Skip to main content
Premium Trial:

Request an Annual Quote

Gene Flow from Denisovans Gave Tibetans Altitude Adaptation Variant

NEW YORK (GenomeWeb) – The gene variant that enabled Tibetans to adapt to living at such high altitudes appears to have come from Denisovans, researchers from the University of California, Berkeley, and BGI-Shenzen reported today in Nature.

This finding indicates that as modern humans moved into new regions, they mixed with other hominins already there, such as the now-extinct Denisovans, and picked up variants allowing them to adapt to these new locales.

"We have very clear evidence that this version of the gene came from Denisovans," Berkeley's Rasmus Nielsen said in a statement. "This shows very clearly and directly that humans evolved and adapted to new environments by getting their genes from another species."

The Tibetan plateau is some 4,000 meters high and has an atmospheric oxygen pressure that is about 40 percent lower than the pressure at sea level. When a person from a lower altitude acclimates to living on the plateau, that person typically has increased blood hemoglobin levels.

Tibetans, however, have a limited increase in hemoglobin level, though they also have lower infant mortality and higher fertility rates than low-altitude women who've acclimated to the plateau. Higher hemoglobin levels, the researchers noted, are linked with increased blood viscosity and risk of cardiac events.

Previous work using a combination of exome sequencing and SNP arrays found an association between a variant in the transcription factor gene EPAS1 and high-altitude adaptation in Tibetans.

In the new study, Nielsen and his colleagues re-sequenced the EPAS1 gene and surrounding sequence in 40 Tibetans and 40 Han Chinese to more than 200x coverage using the Illumina HiSeq2000 platform. They uncovered a total 477 SNPs in a region of approximately 129 kilobases in the combined samples.

The fixation index between Tibetans and Han Chinese is elevated in the EPAS1 region, the researchers found, and the variants located there are more differentiated than would be expected, given the genomic similarity between Tibetans and Han Chinese. The fixation index, the researchers noted, is particularly high for a 32.7-kilobase region that houses the 32 most differentiated SNPs they found.

Data shown —
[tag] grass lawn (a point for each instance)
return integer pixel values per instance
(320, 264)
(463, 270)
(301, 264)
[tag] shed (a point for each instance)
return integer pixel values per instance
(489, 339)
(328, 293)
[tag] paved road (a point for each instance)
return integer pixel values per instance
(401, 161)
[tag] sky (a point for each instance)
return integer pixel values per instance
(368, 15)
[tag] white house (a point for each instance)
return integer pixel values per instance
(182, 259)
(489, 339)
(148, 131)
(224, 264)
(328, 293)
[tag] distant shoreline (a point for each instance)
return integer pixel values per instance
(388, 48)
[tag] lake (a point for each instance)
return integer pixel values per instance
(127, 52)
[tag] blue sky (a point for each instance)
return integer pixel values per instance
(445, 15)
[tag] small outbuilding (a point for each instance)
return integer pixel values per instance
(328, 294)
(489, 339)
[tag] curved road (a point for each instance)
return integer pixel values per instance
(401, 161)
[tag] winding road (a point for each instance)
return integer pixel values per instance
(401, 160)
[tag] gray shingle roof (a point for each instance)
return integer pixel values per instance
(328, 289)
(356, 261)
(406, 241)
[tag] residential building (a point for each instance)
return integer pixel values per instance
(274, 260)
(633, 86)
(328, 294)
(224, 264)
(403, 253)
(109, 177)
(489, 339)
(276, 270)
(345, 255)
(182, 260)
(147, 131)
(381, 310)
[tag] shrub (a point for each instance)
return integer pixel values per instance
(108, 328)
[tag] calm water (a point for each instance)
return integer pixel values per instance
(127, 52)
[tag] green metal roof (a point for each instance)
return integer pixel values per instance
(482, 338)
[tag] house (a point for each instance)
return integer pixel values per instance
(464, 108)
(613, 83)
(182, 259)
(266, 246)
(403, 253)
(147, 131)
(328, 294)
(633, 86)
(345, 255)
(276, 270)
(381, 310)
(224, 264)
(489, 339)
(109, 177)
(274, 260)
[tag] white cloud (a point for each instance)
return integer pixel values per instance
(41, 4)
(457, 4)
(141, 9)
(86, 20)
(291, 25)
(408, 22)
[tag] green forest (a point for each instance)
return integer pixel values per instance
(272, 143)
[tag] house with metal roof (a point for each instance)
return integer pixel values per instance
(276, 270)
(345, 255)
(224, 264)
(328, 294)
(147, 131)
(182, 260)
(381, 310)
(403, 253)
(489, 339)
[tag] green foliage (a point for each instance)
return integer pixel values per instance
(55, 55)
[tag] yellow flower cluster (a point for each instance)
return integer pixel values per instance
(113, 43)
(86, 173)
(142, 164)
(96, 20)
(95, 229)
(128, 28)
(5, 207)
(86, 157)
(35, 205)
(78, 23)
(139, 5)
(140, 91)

Brief A — According to the article on Tibetan altitude adaptation, how much lower is the atmospheric oxygen pressure on the Tibetan plateau than at sea level?
Brief B — Print word for word the portion of the article on Tibetan altitude adaptation from "In the new study, Nielsen" to "SNPs they found.".

Your solution A — About 40 percent lower.

Your solution B —
In the new study, Nielsen and his colleagues re-sequenced the EPAS1 gene and surrounding sequence in 40 Tibetans and 40 Han Chinese to more than 200x coverage using the Illumina HiSeq2000 platform. They uncovered a total 477 SNPs in a region of approximately 129 kilobases in the combined samples.

The fixation index between Tibetans and Han Chinese is elevated in the EPAS1 region, the researchers found, and the variants located there are more differentiated than would be expected, given the genomic similarity between Tibetans and Han Chinese. The fixation index, the researchers noted, is particularly high for a 32.7-kilobase region that houses the 32 most differentiated SNPs they found.